*What to work on*. Rewrite the lines from the one containing "splashing water is?" up to and including the one containing "[0,299,174,674]", changing "Detections" to "Matches" and keeping everything else the same. Give only those lines.

** start **

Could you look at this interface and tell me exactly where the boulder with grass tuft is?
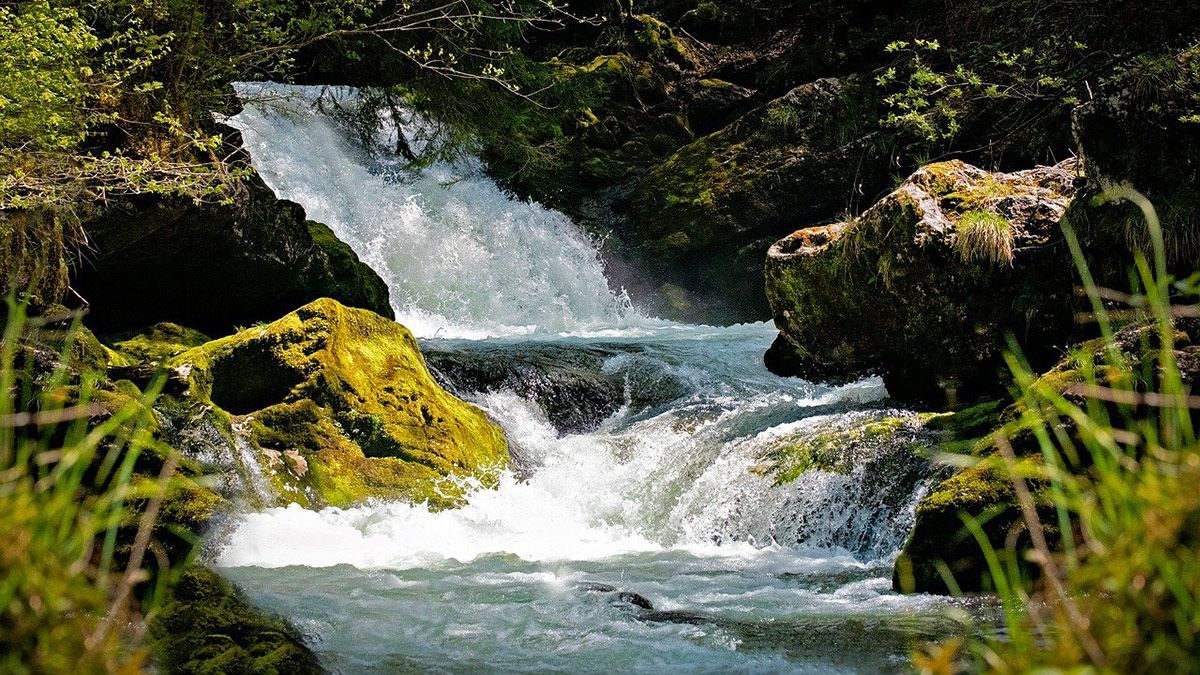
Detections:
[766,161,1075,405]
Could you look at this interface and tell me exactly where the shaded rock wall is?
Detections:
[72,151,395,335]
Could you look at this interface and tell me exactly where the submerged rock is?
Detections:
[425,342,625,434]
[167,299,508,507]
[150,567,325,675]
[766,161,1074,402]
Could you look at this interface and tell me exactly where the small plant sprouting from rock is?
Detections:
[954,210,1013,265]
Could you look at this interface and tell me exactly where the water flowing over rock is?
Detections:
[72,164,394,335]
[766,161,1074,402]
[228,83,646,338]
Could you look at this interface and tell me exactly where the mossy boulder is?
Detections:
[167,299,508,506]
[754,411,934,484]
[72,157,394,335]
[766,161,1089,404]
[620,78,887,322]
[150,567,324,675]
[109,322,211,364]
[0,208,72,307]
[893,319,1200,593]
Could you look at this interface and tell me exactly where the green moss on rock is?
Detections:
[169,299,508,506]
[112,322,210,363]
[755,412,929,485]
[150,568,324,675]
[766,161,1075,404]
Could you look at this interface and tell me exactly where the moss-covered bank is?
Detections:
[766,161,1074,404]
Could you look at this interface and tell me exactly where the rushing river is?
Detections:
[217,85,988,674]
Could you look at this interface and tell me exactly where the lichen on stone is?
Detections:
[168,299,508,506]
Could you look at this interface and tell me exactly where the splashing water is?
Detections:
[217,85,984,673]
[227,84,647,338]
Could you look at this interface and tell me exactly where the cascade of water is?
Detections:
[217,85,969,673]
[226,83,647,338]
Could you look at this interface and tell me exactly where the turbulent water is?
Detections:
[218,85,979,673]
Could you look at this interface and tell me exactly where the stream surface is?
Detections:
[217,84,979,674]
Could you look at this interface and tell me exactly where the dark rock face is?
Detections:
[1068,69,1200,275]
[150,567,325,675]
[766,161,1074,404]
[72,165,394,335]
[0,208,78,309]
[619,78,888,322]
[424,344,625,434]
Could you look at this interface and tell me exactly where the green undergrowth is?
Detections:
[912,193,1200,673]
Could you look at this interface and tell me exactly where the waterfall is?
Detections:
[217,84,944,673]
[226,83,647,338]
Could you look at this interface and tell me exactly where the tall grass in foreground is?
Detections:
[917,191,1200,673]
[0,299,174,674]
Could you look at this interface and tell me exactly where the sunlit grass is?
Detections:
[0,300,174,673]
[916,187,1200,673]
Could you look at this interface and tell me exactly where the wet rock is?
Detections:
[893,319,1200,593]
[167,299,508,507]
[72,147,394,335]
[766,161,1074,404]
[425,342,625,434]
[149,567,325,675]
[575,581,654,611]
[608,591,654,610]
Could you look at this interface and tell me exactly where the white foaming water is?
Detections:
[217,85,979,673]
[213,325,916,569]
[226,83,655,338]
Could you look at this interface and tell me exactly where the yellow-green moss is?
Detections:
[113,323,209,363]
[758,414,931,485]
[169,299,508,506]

** end **

*Solution for this task*.
Could you look at this interface and tell me exactly where the splashing water is?
Matches:
[217,85,984,673]
[227,84,647,338]
Could you look at this interface and tell me exactly where the cascade of water is?
Matches:
[217,85,969,673]
[226,83,647,338]
Could you look at this interface and tell me exactly where the turbulent water is?
Matches:
[218,85,979,673]
Could you look at this interface and tell me exactly where the stream surface is?
Matches:
[217,84,979,674]
Could you look at this interface and tell me exactly where the dark rock face is?
Matches:
[1068,69,1200,275]
[150,567,325,675]
[766,161,1074,404]
[72,165,394,335]
[0,208,78,309]
[619,78,888,322]
[424,344,625,434]
Could you look at this interface and tell me exactly where the green undergrowth is?
Matches:
[912,193,1200,673]
Could you look at this interface and tell me exactly where the waterfall is?
Matches:
[217,84,944,673]
[226,83,647,338]
Could you look at this interface and tell me exactly where the tall grass in foreground is?
Matches:
[917,191,1200,673]
[0,299,174,674]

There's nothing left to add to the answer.